Task directions: Each line that follows is to be retyped exactly.

Stored data:
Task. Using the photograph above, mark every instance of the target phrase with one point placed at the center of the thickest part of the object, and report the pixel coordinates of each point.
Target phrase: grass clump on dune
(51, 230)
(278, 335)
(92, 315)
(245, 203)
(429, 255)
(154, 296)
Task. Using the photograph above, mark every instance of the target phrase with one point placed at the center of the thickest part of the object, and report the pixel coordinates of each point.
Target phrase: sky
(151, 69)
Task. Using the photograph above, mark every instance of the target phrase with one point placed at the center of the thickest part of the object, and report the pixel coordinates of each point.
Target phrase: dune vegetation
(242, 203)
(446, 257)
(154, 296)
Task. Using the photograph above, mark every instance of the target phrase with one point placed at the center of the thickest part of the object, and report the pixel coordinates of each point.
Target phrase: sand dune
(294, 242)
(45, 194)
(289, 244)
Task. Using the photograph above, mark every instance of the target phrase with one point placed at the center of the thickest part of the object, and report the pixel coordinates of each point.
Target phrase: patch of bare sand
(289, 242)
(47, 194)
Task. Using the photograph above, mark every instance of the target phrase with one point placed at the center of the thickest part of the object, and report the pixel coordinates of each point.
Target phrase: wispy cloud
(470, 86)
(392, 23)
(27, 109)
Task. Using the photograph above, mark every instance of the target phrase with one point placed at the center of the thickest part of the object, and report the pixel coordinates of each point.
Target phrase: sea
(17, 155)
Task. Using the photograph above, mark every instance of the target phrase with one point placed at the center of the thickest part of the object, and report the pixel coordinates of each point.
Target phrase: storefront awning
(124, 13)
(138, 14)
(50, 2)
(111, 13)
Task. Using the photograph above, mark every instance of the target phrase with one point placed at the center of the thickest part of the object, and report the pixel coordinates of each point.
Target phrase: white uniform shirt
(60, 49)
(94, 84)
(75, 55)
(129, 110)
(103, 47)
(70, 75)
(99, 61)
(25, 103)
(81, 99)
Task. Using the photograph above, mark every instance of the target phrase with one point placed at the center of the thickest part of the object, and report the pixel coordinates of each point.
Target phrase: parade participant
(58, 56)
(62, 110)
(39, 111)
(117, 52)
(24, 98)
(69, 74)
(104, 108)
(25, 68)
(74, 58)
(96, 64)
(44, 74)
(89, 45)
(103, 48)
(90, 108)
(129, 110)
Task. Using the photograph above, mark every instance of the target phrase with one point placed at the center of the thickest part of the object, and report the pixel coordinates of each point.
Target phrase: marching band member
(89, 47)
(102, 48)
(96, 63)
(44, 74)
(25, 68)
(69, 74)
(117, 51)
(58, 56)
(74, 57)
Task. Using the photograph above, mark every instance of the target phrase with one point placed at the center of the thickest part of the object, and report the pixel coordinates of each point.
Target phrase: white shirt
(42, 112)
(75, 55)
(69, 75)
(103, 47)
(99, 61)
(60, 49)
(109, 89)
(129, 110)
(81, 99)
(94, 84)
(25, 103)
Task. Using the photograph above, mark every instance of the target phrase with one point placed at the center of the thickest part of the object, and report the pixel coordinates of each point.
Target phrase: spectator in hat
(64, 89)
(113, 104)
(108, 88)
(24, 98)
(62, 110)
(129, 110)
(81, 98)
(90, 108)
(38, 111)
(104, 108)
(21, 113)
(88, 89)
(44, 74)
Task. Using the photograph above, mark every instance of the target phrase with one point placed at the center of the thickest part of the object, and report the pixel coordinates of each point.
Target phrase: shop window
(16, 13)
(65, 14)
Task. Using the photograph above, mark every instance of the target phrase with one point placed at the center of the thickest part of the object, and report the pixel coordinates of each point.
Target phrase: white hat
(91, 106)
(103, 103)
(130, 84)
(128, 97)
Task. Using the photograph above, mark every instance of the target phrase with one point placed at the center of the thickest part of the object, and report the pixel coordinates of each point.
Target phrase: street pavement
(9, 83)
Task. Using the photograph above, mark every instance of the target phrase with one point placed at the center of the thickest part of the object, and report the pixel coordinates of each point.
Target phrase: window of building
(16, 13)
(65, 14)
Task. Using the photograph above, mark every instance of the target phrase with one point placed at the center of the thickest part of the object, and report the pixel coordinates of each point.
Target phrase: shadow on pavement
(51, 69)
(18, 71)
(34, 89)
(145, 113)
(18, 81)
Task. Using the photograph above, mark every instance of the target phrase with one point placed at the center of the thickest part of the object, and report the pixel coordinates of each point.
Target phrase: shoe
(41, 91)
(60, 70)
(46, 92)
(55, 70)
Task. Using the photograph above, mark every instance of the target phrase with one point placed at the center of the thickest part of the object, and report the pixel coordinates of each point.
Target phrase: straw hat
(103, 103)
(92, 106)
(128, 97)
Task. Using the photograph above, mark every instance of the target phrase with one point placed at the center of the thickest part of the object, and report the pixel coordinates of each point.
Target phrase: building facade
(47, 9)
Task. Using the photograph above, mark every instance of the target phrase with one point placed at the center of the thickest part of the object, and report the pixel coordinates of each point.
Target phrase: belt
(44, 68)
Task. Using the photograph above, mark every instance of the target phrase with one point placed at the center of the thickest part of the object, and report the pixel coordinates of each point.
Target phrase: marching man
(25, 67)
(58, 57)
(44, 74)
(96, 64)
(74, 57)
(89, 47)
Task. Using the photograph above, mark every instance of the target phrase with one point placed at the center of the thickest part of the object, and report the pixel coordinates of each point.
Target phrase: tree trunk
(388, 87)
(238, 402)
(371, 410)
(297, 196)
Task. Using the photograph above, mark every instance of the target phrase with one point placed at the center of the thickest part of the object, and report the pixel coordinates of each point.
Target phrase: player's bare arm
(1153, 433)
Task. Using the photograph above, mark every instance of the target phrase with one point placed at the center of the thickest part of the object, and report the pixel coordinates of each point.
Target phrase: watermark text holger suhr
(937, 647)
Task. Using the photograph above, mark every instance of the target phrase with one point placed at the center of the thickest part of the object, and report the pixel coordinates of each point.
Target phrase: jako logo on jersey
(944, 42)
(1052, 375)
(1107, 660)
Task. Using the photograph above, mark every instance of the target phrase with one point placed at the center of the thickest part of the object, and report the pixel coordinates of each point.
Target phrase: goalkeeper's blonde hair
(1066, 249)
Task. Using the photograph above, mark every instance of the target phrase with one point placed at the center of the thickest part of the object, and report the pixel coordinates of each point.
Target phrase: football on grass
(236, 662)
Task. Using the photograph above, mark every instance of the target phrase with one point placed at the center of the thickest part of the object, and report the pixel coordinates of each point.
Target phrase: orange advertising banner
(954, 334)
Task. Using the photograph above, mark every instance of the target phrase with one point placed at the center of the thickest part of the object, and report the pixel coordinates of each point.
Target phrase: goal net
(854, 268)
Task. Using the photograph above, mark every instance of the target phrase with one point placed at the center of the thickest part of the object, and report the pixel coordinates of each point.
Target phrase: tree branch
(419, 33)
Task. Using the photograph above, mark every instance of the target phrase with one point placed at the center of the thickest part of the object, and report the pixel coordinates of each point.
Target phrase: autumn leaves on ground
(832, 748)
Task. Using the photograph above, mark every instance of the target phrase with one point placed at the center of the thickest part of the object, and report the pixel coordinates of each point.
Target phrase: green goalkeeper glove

Task answer:
Task. Using the photograph above, mark every instance of the target phrase with one point placed at the center of the thickest part of the object, and report the pixel coordinates of each point.
Target phrase: grass clump on dune
(51, 230)
(278, 335)
(92, 315)
(245, 203)
(429, 255)
(154, 296)
Task. Using the photograph above, mark every instance of the target phrase with one point placed at the center of the thickest part of the object, and report the pixel coordinates of each point.
Target phrase: sky
(151, 69)
Task. Using the photograph above, mark every instance of the target phrase with one point placed at the center of the thickest part of the object, and report the pixel coordinates of each point.
Target phrase: dune vegetation
(242, 203)
(446, 257)
(154, 296)
Task. Using the photograph above, mark every instance of the target phrase with one point placed at the center of the thickest part of the object, and report the pixel coordinates of each point.
Target phrase: sand dune
(294, 242)
(45, 194)
(289, 244)
Task. Using the photograph above, mark every instance of the target phrase with one point placed at the center of the thickest part of the object, and report the pixel coordinates of each point.
Target phrase: patch of bare sand
(289, 242)
(47, 194)
Task. Using the photograph above, mark every instance of the target phrase with one point placed at the center of the thickest part of the object, and report the pixel coordinates of each point.
Target phrase: wispy cloud
(470, 86)
(392, 23)
(27, 109)
Task. Using the photograph above, mark every instance of the target phrase with one point placed at the center of the thickest part of the object, and report the pixel coordinates of each point.
Target phrase: sea
(17, 155)
Task. Using the photograph above, mark every instance of the target phrase with one point placed at the center of the thickest part of the object, and report the pixel coordinates of each point.
Target phrase: storefront awning
(124, 13)
(138, 14)
(50, 2)
(111, 13)
Task. Using the photograph above, mark every instance of the target phrase with one point placed at the center of the thickest part of the object, and report the pixel coordinates of each point.
Target phrase: white uniform shirt
(60, 49)
(94, 84)
(75, 55)
(129, 110)
(103, 47)
(70, 75)
(99, 61)
(25, 103)
(81, 99)
Task. Using the photograph above, mark every instance of the target phrase with one point placed at the center of the thickest part of the object, and report the pixel coordinates of each point.
Target phrase: parade participant
(58, 56)
(62, 110)
(39, 111)
(117, 52)
(24, 98)
(69, 74)
(104, 108)
(25, 68)
(74, 58)
(96, 64)
(44, 74)
(89, 45)
(103, 48)
(90, 108)
(129, 110)
Task. Using the photograph above, mark every instance of the target phrase with one point placed at the center of the thickest part of the object, and report the pixel coordinates of each point.
Target phrase: marching band member
(89, 47)
(102, 48)
(96, 63)
(44, 74)
(25, 68)
(69, 74)
(117, 51)
(58, 56)
(74, 57)
Task. Using the photograph above, mark every instance of the target phrase with one point placed at the center of the thickest part of the object, and report the pixel coordinates of each point.
Target phrase: white shirt
(42, 112)
(75, 55)
(69, 75)
(103, 47)
(99, 61)
(60, 49)
(109, 89)
(129, 110)
(81, 99)
(94, 84)
(25, 103)
Task. Using the photograph above, mark every instance of the target phrase with one point placed at the center of the thickest part of the object, and report the pixel coordinates of each point.
Target phrase: spectator in hat
(64, 89)
(113, 104)
(108, 88)
(24, 98)
(62, 110)
(129, 110)
(81, 98)
(90, 108)
(38, 111)
(104, 108)
(21, 113)
(88, 89)
(44, 74)
Task. Using the photograph above, mark every instance of the target phrase with one point placed at the center of the thickest part of the object, and report the pixel coordinates of each point.
Target phrase: shop window
(16, 13)
(65, 14)
Task. Using the photograph above, mark every instance of the target phrase with one point placed at the center of the thickest part of the object, and report the pixel coordinates of each point.
Target phrase: white hat
(91, 106)
(103, 103)
(130, 84)
(128, 97)
Task. Using the photograph above, mark every instance of the target phrase with one point placed at the center of the thickest part of the object, and report the pixel coordinates of each point.
Target phrase: street pavement
(9, 83)
Task. Using the photograph above, mark every instance of the target phrase with one point placed at the center of the thickest part of the object, and report the pixel coordinates of each point.
Target phrase: window of building
(16, 13)
(65, 14)
Task. Using the photograph above, mark every instance of the target phrase with one point placed at the center of the thickest part of the object, and report the pixel coordinates of each point.
Target phrase: shadow on pavement
(51, 69)
(18, 71)
(34, 89)
(145, 113)
(18, 81)
Task. Using the photograph above, mark every instance of the target phrase with one point placed at the center of the thickest part of the object, and report the pixel coordinates of each point.
Target phrase: shoe
(41, 91)
(60, 70)
(46, 92)
(55, 70)
Task. Using the photograph above, mark every instance of the target phrase with one point placed at the center of the thickest part of the object, and report the pixel coordinates of each point.
Target phrase: straw hat
(103, 103)
(92, 106)
(128, 97)
Task. Using the photograph above, mark every instance of the target phrase with one point placed at the center of the thickest part of the object, and report the pixel coordinates of each point.
Target phrase: building facade
(47, 9)
Task. Using the photograph above, mark every instance of the target phrase with one point placed at the center of the thickest part of the object, and report the pixel coordinates of each point.
Target phrase: belt
(44, 68)
Task. Using the photograph above, mark every instance of the target phrase with one point placed at the center of the thickest part of the object, and report the pixel coordinates of each point.
Target phrase: marching man
(25, 67)
(58, 57)
(44, 74)
(96, 64)
(74, 57)
(89, 47)
Task. Using the photograph above, mark every instance of the target phrase with one point placed at the center of the thickest part of the object, and report the pixel coordinates of each point.
Target phrase: tree trunk
(388, 87)
(238, 402)
(371, 410)
(297, 196)
Task. Using the photograph above, mark every instance of the target phrase with one point placed at the center of the thickest part of the object, and report the pixel coordinates of each point.
Target phrase: player's bare arm
(1153, 433)
Task. Using the photograph above, mark every instance of the target phrase with one point placed at the center of the thickest part of the object, and report the pixel coordinates of each point.
Target phrase: watermark text holger suhr
(937, 647)
Task. Using the photograph above, mark every instance of the target phrase with one point placed at the center of the thickest part of the object, and report the pixel coordinates of each point.
Target phrase: jako logo on jersey
(944, 42)
(1052, 375)
(1107, 660)
Task. Using the photograph above, mark every instance of the target phrase with one point placed at the center of the thickest part of the object, and report the pixel coordinates of each point.
Target phrase: goalkeeper's blonde hair
(1066, 249)
Task. Using the photograph above, mark every instance of the target phrase with one point placed at the center of the thickest part of the object, and report the pixel coordinates of each point.
Target phrase: football on grass
(236, 662)
Task. Using the photograph above, mark every instance of the target phrase with one point placed at the center of the thickest part of the object, and report the pixel coordinates of each point.
Target phrase: orange advertising banner
(954, 334)
Task. Using the photograph above, mark every instance of the target phrase with one point placed at the center of the thickest part of the object, and report the pixel coordinates of each point.
Target phrase: goal net
(854, 268)
Task. Using the photograph above, mark every instance of the target phrase with one point placed at the center of the thickest part of the object, and report the pixel coordinates of each point.
Target phrase: tree branch
(419, 33)
Task. Using the photograph above, mark every instance of the target phrase with one point placed at the center of the thickest part of the object, and report the pixel coordinates of each point.
Target phrase: autumn leaves on ground
(832, 748)
Task. Using the photograph above, mark every instance of the target phrase with one point placed at the center of the thickest part of the object, and report the pixel coordinates of each point.
Target phrase: green goalkeeper glove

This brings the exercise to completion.